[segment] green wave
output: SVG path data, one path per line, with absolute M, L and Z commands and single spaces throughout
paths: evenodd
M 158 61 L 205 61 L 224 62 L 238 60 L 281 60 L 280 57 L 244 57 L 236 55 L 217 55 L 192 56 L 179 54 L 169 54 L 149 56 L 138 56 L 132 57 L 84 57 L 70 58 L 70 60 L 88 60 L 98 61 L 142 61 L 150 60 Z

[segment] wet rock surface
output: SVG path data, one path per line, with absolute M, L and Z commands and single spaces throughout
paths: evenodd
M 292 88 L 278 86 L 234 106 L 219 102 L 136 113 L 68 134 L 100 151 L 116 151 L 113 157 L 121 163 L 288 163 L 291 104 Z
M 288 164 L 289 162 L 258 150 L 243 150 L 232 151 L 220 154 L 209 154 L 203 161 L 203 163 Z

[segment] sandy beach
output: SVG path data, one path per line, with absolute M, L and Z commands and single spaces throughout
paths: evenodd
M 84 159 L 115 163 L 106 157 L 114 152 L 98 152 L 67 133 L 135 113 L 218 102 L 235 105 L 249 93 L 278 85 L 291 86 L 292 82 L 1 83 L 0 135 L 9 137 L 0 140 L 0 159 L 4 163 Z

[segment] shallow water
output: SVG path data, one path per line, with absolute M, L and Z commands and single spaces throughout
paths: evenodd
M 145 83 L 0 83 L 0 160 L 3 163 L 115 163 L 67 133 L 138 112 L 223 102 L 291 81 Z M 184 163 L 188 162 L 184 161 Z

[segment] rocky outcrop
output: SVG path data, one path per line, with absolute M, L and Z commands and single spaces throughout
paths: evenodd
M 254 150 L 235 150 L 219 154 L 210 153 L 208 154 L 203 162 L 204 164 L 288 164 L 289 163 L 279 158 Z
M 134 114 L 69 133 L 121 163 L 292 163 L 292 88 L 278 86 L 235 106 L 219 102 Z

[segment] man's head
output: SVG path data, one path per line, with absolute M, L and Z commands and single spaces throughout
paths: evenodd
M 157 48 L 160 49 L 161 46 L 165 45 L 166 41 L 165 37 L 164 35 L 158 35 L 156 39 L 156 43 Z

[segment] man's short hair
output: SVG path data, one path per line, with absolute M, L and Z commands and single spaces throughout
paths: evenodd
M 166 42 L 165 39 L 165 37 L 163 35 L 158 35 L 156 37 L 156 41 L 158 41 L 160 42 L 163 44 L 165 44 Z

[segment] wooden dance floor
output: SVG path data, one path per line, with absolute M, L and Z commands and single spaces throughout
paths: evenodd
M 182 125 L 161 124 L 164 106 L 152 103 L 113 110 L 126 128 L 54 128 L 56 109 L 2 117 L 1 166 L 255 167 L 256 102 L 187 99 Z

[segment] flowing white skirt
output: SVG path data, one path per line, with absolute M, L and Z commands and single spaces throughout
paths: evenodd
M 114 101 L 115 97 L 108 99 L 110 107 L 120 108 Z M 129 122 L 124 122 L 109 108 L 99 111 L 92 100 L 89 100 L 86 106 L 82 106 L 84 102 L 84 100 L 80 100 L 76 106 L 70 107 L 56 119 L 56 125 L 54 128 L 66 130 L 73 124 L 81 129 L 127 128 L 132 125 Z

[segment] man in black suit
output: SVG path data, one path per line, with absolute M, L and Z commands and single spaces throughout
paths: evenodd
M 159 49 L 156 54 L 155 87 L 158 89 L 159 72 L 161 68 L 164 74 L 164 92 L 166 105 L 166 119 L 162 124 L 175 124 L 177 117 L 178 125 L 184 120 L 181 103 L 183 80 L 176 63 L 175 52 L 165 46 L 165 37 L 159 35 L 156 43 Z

-----

### WHAT IS REQUIRED
Please rewrite every line, starting with the line with "[segment] man in black suit" and going on through the end of the entries, and shift each coordinate in the path data by adding 114 to it.

### TASK ANSWER
[segment] man in black suit
output: SVG path data, one path per line, with absolute M, L and Z commands and single spaces throughout
paths: evenodd
M 273 163 L 270 168 L 269 201 L 272 203 L 273 186 L 275 182 L 278 188 L 278 206 L 280 219 L 280 233 L 276 238 L 289 238 L 291 231 L 292 239 L 298 234 L 295 217 L 297 194 L 290 177 L 289 166 L 279 160 L 279 151 L 273 149 L 270 157 Z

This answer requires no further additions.